Word for word, restate each of the entries below, and drop every picture.

Stored items from a collection:
########
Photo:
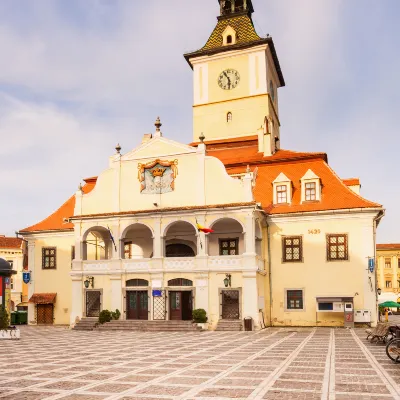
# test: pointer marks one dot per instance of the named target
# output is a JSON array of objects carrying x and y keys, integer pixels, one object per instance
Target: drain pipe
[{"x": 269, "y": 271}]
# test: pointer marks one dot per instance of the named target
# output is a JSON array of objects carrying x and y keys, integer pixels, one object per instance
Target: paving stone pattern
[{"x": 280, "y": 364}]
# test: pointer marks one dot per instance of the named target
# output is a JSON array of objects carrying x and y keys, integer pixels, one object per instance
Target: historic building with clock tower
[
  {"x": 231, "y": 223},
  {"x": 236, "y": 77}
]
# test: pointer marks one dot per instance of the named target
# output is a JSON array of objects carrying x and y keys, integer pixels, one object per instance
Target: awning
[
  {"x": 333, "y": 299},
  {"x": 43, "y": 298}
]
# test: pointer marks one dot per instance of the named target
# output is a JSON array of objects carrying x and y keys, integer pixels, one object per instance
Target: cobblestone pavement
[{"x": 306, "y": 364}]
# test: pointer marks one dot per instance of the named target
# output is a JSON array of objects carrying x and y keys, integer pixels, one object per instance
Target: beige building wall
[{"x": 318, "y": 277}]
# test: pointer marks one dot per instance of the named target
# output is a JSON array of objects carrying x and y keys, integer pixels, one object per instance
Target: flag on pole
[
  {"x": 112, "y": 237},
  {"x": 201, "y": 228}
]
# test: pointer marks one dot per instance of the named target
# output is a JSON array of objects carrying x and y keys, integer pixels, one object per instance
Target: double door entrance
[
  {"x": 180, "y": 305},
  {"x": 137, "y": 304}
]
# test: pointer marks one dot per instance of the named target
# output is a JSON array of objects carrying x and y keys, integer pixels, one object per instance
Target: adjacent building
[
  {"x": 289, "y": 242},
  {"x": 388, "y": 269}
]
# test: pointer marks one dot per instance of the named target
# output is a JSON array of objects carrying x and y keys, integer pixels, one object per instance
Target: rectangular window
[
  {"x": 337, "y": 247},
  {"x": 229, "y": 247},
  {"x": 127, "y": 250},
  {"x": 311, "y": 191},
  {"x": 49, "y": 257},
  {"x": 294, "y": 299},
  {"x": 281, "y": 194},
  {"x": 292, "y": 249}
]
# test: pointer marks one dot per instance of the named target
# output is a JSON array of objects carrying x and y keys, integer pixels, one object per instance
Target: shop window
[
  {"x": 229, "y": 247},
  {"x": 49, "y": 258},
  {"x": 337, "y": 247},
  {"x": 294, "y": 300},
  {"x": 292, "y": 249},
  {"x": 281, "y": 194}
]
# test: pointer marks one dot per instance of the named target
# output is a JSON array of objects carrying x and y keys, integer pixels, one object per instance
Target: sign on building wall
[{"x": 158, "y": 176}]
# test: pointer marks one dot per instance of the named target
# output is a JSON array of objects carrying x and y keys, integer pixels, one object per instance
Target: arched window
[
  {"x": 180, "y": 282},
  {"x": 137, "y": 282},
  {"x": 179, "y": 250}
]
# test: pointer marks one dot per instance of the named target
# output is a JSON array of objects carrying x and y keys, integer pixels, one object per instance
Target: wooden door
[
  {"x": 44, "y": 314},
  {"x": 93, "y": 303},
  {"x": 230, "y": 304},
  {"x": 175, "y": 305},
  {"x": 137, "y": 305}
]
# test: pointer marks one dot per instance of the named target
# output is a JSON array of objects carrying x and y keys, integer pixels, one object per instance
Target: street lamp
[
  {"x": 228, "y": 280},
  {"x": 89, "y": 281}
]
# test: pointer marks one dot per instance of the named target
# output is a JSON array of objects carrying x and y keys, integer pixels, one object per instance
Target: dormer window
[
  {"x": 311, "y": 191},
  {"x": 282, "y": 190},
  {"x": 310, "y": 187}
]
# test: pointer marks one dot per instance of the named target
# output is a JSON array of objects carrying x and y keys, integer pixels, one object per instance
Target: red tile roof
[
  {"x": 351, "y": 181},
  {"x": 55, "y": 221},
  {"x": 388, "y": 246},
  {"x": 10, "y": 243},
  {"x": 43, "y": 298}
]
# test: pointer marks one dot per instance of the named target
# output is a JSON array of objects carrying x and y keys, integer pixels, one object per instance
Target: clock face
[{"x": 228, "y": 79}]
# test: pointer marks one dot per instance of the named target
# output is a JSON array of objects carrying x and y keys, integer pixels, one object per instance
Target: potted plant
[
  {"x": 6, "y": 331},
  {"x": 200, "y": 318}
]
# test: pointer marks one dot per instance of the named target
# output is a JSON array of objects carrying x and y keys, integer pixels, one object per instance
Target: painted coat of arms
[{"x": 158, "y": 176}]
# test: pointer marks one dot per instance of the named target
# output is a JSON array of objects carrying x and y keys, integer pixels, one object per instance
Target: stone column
########
» Exercise solution:
Photo:
# test: pointer marks one dot per instance of the named target
# output is a JSON array of objects carrying x and y keys, integer pixels, one object per instance
Target: drain pipe
[{"x": 269, "y": 271}]
# test: pointer marks one dot per instance of the named target
# output is a JSON array of objects carrying x and y keys, integer pixels, one object per instance
Target: paving stone pattern
[{"x": 280, "y": 364}]
# test: pointer marks one dot per instance of the named target
# output is a JSON array of objects carrying x and y keys, integer pixels, one object per instance
Target: historic building with clock tower
[
  {"x": 231, "y": 223},
  {"x": 236, "y": 77}
]
# test: pointer marks one dot per instance of the named target
# output is a JSON array of objects carrying x and y keys, integer pixels, one object per instance
Target: awning
[
  {"x": 333, "y": 299},
  {"x": 43, "y": 298}
]
# test: pointer marks one dot per instance of the named target
# output is a JSON array of objects carrying x and y keys, integer pixels, one object per instance
Target: cobblestone pavement
[{"x": 306, "y": 364}]
# test: pointer marks one dot per instance of the named target
# output is a JSON array of objects carrying x and y keys, integer pixels, one object per instance
Target: beige building wall
[{"x": 318, "y": 277}]
# test: pointer marks one dot per instance of the named target
# output is a JSON array of objects carrying x and y keys, integer pixels, one object per instance
Target: flag on pole
[
  {"x": 112, "y": 237},
  {"x": 201, "y": 228}
]
# test: pointer marks one dot per instance of the named target
# output is a JSON array of objects carrying x and y keys, integer pixels, one object per instance
Target: double door entrance
[
  {"x": 180, "y": 305},
  {"x": 137, "y": 304}
]
# test: pointer marks one dot per instance of the named target
# output is a JSON array of objects carrying x and y keys, integer pixels, one object per instance
Target: adjacent building
[
  {"x": 289, "y": 242},
  {"x": 388, "y": 269}
]
# test: pointer marks one dot per instance of the named target
# output is a JSON array of objects carrying x and y keys, integer pixels, one object per instance
Target: rectangular window
[
  {"x": 337, "y": 247},
  {"x": 229, "y": 247},
  {"x": 127, "y": 250},
  {"x": 311, "y": 191},
  {"x": 49, "y": 257},
  {"x": 294, "y": 299},
  {"x": 281, "y": 194},
  {"x": 292, "y": 249}
]
# test: pointer marks one dot per instance of the named target
# output is a JSON array of objects carrying x and y keys, integer pixels, one object per instance
Target: shop window
[
  {"x": 229, "y": 247},
  {"x": 49, "y": 258},
  {"x": 337, "y": 247},
  {"x": 294, "y": 300},
  {"x": 292, "y": 249},
  {"x": 281, "y": 194}
]
# test: pointer marks one dot per instance of the named target
# output is a JSON array of objects carrying x and y keys, integer pixels, one object per instance
Target: sign on building wall
[{"x": 158, "y": 176}]
# test: pointer marks one dot per instance of the named target
# output is a JSON array of objects carrying x and y keys, integer pixels, one object per instance
Target: arched window
[
  {"x": 180, "y": 282},
  {"x": 137, "y": 282},
  {"x": 179, "y": 250}
]
# test: pointer marks one dot per instance of the named target
# output is a JSON array of objects carrying x and y keys, integer pixels, one object per instance
Target: wooden door
[
  {"x": 44, "y": 314},
  {"x": 93, "y": 303},
  {"x": 230, "y": 304},
  {"x": 175, "y": 305},
  {"x": 137, "y": 305}
]
# test: pointer marks one dot per instance of the named target
# output is a JSON array of objects carrying x and y keys, integer pixels, one object per instance
Target: street lamp
[
  {"x": 228, "y": 280},
  {"x": 89, "y": 281}
]
# test: pointer marks one dot per instance of the named target
# output is a JSON array of objects carrying x and y keys, integer pixels, one object per instance
Target: dormer window
[
  {"x": 311, "y": 191},
  {"x": 282, "y": 190},
  {"x": 310, "y": 187}
]
# test: pointer marks one dot per instance of the named target
# output is a JSON array of objects carrying x and y keys, integer pixels, one object per instance
Target: red tile roof
[
  {"x": 351, "y": 181},
  {"x": 55, "y": 221},
  {"x": 388, "y": 246},
  {"x": 10, "y": 243},
  {"x": 43, "y": 298}
]
# test: pointer marks one dot per instance of the named target
# output is a JSON array of objects carrying x and y keys, integer pixels, one object per instance
Target: clock face
[{"x": 228, "y": 79}]
# test: pointer marks one dot per instance of the named target
# output is a JSON array of objects carrying x and y keys, integer pixels, one object per instance
Target: potted plant
[
  {"x": 6, "y": 331},
  {"x": 200, "y": 318}
]
# test: pointer marks one dot per instance of the named target
# output is a JSON array of objects carrying x and y keys, integer pixels, one object per instance
Target: painted coat of arms
[{"x": 158, "y": 176}]
# test: pointer marks one dot per instance of the named target
# output is a JSON array of objects carrying x and y keys, integer pixels, one object per instance
Target: stone column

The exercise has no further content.